Set problem
Please output exactly the run of lines that starts at the line with "For this drill the class indicates the snow" and ends at the last line of the records below.

Material to process
----------------

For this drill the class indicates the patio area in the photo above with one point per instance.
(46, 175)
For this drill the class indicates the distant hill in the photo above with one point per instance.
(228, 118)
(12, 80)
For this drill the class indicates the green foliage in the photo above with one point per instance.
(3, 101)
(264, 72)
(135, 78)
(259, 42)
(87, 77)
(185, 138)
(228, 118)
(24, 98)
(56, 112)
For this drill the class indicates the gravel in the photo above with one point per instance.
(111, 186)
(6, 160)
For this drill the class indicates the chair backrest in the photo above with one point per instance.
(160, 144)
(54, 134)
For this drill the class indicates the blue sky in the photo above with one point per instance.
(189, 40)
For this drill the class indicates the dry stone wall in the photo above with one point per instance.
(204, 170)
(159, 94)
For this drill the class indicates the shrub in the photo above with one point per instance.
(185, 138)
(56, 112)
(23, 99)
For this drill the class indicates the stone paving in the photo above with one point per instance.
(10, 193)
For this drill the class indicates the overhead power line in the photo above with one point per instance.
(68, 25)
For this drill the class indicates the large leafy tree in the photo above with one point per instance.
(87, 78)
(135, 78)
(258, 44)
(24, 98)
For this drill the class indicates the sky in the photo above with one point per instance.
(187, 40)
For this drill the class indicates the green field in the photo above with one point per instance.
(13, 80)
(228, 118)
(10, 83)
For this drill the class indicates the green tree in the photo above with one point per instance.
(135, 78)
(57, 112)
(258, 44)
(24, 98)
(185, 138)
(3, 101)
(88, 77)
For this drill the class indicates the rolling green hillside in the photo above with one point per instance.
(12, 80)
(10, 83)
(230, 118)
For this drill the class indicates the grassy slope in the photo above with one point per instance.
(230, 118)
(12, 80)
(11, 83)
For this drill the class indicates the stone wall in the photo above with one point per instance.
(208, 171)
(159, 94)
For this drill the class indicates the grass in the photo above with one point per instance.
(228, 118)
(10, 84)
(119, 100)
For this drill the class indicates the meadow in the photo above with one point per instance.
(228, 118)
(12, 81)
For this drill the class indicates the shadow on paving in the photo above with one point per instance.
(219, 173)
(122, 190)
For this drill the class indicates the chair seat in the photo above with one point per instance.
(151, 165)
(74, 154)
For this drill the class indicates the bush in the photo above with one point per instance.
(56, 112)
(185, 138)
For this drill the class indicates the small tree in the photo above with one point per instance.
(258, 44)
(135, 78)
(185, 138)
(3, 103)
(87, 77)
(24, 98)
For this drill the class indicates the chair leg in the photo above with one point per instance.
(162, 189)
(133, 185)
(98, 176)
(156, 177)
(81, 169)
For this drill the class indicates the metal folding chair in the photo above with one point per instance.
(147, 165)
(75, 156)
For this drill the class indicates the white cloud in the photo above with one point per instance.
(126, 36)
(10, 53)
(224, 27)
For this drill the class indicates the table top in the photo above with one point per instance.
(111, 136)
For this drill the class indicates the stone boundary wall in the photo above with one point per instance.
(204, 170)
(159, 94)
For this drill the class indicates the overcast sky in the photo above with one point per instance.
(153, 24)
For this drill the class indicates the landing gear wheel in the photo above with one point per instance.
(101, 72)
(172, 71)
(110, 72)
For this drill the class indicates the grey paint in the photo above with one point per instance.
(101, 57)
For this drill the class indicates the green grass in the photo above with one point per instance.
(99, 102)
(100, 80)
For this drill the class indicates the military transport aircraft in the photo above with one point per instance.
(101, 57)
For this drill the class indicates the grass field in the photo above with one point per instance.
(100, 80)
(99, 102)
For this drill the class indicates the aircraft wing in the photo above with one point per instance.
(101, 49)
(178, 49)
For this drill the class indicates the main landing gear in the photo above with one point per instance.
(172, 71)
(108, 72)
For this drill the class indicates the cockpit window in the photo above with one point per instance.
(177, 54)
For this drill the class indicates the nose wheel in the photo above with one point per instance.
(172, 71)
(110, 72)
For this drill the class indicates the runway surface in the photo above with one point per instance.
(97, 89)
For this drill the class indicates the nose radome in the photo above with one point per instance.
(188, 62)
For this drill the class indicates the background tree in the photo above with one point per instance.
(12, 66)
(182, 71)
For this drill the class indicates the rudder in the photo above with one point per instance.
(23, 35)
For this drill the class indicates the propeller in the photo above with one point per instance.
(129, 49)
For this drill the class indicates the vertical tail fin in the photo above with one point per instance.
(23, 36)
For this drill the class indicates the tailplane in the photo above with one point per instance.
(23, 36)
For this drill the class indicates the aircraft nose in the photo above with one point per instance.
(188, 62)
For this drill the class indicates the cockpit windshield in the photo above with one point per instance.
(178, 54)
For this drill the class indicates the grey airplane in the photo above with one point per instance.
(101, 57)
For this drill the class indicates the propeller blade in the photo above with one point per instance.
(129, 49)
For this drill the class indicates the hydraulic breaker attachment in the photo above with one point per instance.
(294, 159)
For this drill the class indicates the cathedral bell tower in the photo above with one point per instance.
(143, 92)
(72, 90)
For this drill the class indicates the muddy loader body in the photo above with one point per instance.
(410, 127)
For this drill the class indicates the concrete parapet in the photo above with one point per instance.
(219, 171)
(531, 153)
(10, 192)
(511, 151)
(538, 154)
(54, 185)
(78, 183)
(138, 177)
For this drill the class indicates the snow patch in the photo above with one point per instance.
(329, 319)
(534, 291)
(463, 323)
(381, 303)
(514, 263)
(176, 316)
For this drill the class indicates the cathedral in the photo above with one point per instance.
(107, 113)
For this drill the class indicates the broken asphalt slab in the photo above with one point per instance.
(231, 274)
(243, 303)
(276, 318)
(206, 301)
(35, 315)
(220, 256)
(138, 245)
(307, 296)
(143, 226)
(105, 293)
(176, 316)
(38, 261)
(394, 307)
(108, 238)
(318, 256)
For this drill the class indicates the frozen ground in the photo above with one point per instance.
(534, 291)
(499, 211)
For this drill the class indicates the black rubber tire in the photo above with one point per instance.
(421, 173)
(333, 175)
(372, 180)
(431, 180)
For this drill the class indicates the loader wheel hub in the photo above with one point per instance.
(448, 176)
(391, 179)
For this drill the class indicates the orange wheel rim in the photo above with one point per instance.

----------------

The output
For this drill the class indicates the snow patch in the photo above with one point per instance.
(329, 319)
(534, 291)
(463, 323)
(381, 303)
(514, 263)
(176, 316)
For this drill the class indicates the cathedral in the photo above with one point per instance.
(107, 113)
For this drill the class indicates the broken asphalt slab in the photo above with one point per instance.
(231, 274)
(243, 303)
(276, 318)
(206, 301)
(35, 315)
(220, 256)
(138, 245)
(307, 296)
(143, 226)
(105, 293)
(176, 316)
(38, 261)
(394, 307)
(108, 238)
(318, 256)
For this drill the class indicates the frozen ground in the photo above with one point per instance.
(534, 291)
(499, 211)
For this drill the class indicates the black rubber tire in the photo above with one point per instance.
(421, 173)
(333, 175)
(372, 180)
(431, 180)
For this drill the class indicates the loader wheel hub in the photo above with one point per instance.
(448, 176)
(391, 179)
For this drill the class indicates the orange wheel rim in the photo above with one point per instance.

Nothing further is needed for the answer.